## Written problem
Quote the lines word for word, starting at the line containing "Find the mattress;" and ending at the line containing "POLYGON ((486 87, 483", both included.
** Begin Data to process **
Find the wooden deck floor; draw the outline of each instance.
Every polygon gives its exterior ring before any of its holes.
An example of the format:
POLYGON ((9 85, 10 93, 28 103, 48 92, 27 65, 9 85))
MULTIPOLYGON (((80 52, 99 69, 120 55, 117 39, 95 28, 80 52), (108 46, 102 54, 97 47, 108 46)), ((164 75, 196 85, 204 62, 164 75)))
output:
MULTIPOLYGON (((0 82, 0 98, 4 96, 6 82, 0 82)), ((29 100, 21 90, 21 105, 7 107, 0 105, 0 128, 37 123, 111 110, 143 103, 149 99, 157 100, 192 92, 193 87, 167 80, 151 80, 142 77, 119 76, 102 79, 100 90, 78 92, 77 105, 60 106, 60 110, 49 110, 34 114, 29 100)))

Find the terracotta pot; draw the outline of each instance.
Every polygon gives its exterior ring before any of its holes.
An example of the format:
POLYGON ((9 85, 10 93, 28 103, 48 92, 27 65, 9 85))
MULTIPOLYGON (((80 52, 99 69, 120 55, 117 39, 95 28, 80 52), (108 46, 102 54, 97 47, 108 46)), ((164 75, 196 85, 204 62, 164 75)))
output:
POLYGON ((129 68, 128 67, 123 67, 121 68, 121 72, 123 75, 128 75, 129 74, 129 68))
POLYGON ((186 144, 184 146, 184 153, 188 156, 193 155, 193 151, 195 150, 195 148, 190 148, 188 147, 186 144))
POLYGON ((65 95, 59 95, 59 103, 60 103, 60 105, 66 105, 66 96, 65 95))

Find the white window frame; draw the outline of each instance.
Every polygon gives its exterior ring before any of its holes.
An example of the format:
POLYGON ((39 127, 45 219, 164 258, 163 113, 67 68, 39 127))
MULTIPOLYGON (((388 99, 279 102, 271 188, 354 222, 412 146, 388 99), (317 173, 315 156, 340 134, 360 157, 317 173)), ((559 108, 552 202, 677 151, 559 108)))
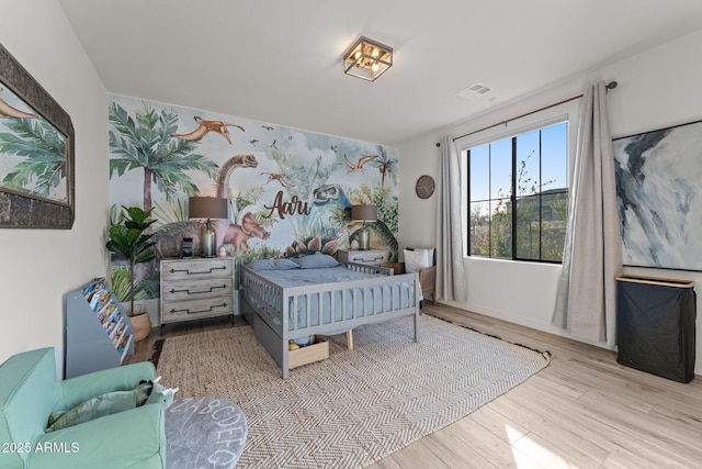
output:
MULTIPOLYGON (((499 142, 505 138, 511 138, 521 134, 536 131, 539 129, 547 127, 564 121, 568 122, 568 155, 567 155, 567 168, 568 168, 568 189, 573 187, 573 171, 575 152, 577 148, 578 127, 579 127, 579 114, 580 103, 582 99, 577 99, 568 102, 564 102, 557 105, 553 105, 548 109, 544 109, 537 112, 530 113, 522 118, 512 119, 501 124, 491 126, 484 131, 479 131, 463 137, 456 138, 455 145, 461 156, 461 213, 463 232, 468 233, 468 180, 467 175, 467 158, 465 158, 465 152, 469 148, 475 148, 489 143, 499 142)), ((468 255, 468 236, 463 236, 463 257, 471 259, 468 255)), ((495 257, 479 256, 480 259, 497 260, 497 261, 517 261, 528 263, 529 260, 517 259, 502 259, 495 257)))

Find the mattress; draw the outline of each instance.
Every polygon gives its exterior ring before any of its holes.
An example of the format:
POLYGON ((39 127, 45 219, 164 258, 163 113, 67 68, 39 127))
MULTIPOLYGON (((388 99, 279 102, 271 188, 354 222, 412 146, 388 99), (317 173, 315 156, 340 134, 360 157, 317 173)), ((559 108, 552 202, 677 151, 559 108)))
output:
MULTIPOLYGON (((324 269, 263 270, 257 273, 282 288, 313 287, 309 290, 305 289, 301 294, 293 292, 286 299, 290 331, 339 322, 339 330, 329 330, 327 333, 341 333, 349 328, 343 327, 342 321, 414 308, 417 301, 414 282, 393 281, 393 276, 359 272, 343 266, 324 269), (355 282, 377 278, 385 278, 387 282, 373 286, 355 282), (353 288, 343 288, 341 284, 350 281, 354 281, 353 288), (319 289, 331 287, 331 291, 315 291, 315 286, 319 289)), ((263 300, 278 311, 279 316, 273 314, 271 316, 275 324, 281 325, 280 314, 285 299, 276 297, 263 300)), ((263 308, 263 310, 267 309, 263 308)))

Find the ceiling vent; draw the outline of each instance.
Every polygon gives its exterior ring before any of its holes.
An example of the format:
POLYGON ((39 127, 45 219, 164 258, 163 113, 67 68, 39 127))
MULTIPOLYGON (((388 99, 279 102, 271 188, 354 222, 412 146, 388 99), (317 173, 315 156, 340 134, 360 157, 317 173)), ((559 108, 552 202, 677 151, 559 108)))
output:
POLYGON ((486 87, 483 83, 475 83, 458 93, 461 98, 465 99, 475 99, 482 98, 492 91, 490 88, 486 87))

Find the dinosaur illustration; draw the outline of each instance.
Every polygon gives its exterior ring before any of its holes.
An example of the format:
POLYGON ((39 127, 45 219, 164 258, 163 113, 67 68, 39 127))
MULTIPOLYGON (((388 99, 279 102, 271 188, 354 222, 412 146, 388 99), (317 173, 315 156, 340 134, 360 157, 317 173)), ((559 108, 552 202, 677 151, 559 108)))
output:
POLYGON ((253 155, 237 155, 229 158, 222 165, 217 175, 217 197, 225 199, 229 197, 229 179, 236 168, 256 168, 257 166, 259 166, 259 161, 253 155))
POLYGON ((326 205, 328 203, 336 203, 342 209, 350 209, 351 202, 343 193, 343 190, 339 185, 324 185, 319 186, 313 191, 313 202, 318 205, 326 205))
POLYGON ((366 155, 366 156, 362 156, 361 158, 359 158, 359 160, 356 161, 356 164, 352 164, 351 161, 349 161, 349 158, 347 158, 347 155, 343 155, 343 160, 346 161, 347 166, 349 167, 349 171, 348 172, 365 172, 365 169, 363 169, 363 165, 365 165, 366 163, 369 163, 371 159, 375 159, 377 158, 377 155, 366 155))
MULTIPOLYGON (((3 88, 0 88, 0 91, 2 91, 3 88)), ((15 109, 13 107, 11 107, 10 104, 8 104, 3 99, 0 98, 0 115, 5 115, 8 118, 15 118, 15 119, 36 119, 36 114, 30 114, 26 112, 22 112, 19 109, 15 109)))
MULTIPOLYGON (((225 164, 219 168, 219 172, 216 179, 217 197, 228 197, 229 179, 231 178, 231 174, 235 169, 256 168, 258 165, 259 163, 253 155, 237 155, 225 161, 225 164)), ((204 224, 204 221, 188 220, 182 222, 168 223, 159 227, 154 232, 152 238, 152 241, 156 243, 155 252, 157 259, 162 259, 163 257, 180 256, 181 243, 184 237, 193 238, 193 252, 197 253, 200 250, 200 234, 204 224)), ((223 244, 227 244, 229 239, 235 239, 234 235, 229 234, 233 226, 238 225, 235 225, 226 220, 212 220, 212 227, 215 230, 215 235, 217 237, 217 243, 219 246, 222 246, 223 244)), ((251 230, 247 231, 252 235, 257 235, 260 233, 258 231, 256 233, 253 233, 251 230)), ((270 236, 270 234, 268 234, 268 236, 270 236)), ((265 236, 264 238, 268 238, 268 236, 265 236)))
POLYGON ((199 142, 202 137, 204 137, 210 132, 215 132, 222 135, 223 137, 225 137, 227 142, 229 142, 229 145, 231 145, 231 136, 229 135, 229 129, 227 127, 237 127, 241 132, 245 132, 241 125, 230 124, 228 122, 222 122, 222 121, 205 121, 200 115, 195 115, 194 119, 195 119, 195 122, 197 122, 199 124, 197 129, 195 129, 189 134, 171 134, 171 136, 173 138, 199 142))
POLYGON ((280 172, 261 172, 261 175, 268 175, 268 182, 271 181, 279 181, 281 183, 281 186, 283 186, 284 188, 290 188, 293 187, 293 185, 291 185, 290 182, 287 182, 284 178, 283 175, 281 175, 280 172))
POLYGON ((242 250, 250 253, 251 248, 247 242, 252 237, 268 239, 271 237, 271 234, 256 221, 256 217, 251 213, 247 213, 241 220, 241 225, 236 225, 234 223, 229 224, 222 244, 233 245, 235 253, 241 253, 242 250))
** End Data to process **
** Begin Data to process **
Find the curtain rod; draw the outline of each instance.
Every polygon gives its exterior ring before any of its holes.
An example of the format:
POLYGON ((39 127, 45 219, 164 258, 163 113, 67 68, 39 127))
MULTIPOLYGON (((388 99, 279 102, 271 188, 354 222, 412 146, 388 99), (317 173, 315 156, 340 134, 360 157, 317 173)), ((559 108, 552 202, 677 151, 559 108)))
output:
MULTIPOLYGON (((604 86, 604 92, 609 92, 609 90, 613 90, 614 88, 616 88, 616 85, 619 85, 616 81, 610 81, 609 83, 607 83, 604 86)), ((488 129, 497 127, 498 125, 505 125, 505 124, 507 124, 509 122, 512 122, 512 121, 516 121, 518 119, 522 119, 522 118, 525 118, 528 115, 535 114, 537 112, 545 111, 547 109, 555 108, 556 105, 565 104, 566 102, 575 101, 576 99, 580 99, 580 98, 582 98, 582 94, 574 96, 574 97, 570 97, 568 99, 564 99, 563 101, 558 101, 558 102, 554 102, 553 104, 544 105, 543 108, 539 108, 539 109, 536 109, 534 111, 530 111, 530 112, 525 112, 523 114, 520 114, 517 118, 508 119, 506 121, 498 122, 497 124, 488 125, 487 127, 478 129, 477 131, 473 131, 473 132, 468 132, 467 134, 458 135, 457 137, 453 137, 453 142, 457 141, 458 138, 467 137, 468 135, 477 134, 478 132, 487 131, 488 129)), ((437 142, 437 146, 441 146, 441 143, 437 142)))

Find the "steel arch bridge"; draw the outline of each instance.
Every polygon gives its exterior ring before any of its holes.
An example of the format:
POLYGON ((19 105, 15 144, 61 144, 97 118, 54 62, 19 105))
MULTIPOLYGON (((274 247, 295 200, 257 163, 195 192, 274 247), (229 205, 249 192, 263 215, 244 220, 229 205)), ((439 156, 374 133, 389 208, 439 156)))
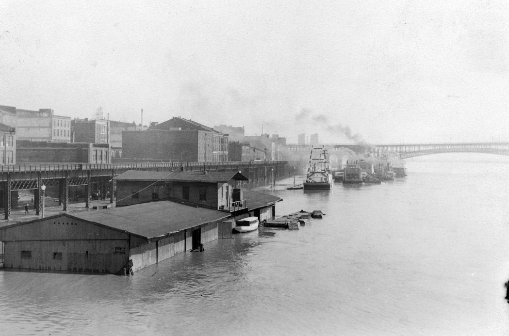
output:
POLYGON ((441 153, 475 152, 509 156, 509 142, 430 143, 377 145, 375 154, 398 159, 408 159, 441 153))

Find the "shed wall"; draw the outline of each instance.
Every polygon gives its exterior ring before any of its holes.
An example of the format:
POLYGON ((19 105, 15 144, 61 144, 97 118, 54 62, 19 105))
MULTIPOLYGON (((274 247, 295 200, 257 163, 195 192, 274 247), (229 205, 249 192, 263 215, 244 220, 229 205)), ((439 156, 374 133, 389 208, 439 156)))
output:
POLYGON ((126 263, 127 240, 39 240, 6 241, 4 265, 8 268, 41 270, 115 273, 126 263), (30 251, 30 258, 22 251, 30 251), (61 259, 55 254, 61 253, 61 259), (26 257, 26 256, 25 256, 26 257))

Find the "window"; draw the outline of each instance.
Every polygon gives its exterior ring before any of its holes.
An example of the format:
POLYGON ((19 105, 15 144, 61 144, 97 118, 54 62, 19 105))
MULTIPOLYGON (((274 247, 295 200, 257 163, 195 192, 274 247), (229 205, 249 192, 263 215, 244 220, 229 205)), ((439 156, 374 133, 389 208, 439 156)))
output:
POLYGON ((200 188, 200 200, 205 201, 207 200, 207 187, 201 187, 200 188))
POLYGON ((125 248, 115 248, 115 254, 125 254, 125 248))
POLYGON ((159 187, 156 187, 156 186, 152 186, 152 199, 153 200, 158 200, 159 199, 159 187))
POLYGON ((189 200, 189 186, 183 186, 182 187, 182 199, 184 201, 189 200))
** End Data to process **
## Exercise response
Find the mattress; draw the outline of each instance.
Every polygon gives its exterior ring before any of its holes.
An example of the format:
POLYGON ((39 127, 45 219, 164 258, 163 113, 67 68, 39 127))
MULTIPOLYGON (((388 99, 279 102, 271 188, 354 222, 412 146, 388 99), (317 173, 315 156, 340 134, 360 157, 317 173)), ((559 108, 552 202, 677 151, 559 108)))
output:
MULTIPOLYGON (((324 269, 263 270, 257 273, 282 288, 313 287, 309 290, 305 289, 301 294, 293 292, 286 299, 290 331, 339 322, 339 330, 329 330, 327 333, 341 333, 349 328, 343 327, 342 321, 414 308, 417 301, 414 282, 393 281, 393 276, 359 272, 343 266, 324 269), (355 282, 377 278, 385 278, 387 282, 373 286, 355 282), (353 288, 343 288, 341 284, 350 281, 354 281, 353 288), (319 289, 331 287, 331 291, 315 291, 315 286, 319 289)), ((263 300, 278 311, 279 316, 273 314, 271 316, 275 324, 281 325, 280 314, 285 299, 276 297, 263 300)), ((263 308, 263 310, 267 309, 263 308)))

Find the ceiling vent; draw the outline of each instance.
Every polygon gives its exterior ring before any of its holes.
An example of the format:
POLYGON ((39 127, 45 219, 164 258, 163 113, 67 68, 39 127))
MULTIPOLYGON (((388 99, 279 102, 271 188, 354 222, 412 146, 388 99), (317 173, 315 156, 340 134, 360 157, 317 173)), ((559 108, 552 202, 677 151, 559 108)))
output:
POLYGON ((486 87, 483 83, 475 83, 458 93, 461 98, 465 99, 475 99, 482 98, 492 91, 490 88, 486 87))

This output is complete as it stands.